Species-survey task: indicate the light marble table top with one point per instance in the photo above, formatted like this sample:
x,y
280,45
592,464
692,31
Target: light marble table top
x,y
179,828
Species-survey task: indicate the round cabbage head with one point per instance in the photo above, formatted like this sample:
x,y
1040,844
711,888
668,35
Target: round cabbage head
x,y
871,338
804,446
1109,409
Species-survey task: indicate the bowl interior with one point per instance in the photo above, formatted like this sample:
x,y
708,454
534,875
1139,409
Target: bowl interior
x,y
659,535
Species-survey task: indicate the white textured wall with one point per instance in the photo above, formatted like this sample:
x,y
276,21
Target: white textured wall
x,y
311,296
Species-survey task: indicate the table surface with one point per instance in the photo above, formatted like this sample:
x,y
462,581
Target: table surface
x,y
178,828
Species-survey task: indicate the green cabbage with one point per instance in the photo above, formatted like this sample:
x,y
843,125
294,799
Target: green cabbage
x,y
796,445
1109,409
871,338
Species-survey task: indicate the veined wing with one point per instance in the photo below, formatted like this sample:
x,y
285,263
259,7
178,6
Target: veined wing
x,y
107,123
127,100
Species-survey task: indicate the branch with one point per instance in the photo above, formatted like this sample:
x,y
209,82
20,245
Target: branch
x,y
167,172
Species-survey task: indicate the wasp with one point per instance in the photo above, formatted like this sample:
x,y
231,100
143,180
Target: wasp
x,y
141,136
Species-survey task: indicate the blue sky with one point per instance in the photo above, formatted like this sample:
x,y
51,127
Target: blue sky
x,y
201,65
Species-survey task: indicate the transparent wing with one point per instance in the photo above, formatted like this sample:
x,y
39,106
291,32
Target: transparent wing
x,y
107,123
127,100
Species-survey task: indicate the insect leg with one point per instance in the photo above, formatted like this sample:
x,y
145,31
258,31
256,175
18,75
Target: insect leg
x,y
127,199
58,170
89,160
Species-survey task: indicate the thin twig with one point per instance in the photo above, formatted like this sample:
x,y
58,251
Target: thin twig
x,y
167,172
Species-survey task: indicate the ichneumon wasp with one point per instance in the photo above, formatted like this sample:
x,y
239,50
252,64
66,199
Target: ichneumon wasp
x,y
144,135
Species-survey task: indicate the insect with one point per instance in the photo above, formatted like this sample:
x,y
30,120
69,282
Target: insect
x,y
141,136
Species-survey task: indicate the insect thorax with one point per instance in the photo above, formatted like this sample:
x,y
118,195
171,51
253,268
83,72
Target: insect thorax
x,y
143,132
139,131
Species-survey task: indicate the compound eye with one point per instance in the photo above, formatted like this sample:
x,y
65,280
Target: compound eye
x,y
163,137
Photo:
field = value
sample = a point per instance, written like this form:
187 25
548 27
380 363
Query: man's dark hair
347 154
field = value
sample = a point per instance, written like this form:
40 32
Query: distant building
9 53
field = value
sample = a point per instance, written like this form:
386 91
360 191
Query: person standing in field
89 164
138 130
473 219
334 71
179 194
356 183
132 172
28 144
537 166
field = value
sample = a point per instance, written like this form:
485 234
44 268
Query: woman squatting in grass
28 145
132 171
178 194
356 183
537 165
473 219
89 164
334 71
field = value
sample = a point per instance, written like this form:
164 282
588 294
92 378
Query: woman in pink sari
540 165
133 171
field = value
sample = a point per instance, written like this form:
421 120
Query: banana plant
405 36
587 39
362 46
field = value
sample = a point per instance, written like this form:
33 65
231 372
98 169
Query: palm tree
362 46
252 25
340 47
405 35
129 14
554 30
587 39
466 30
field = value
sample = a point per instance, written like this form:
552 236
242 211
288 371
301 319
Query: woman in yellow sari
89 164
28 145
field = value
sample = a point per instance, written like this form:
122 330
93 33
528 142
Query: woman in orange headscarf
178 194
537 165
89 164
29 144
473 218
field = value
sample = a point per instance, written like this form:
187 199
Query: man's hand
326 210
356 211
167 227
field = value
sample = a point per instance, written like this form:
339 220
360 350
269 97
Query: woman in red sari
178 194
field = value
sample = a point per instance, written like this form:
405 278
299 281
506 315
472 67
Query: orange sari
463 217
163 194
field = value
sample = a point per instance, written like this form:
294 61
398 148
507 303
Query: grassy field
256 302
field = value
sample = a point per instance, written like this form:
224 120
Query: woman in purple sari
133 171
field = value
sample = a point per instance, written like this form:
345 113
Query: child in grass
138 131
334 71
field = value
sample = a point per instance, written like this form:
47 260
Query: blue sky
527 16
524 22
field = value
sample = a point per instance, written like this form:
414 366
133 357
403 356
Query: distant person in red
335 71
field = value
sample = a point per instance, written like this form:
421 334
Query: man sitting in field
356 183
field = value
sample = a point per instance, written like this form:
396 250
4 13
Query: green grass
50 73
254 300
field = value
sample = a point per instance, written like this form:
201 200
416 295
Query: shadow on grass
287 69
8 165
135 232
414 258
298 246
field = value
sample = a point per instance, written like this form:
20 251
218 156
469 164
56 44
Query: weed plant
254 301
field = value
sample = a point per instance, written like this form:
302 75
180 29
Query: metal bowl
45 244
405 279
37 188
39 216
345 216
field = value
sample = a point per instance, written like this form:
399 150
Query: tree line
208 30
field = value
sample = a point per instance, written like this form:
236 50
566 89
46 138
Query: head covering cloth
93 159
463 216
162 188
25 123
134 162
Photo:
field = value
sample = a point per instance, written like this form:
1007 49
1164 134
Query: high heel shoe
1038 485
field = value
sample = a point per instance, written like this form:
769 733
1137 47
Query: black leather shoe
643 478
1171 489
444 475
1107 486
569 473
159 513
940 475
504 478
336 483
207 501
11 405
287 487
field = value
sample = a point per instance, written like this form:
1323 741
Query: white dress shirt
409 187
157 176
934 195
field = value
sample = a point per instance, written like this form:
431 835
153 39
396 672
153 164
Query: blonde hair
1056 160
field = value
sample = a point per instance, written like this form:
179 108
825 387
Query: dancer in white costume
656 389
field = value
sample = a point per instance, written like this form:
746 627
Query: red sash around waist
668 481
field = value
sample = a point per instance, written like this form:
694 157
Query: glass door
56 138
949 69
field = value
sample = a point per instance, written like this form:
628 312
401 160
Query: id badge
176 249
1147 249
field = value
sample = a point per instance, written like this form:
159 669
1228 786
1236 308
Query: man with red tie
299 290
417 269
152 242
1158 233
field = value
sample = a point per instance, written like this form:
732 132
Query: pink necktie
===
_EXERCISE DIRECTIONS:_
Show every line in the listing above that contains the string "wasp". Case counts.

_COMPLETE ANSWER:_
Species-survey task: indicate the wasp with one point per instance in the photo above, formatted like this sample:
Target: wasp
Species-survey task: indicate the ichneumon wasp with one point per instance in the photo above, formatted like this sample:
Target: ichneumon wasp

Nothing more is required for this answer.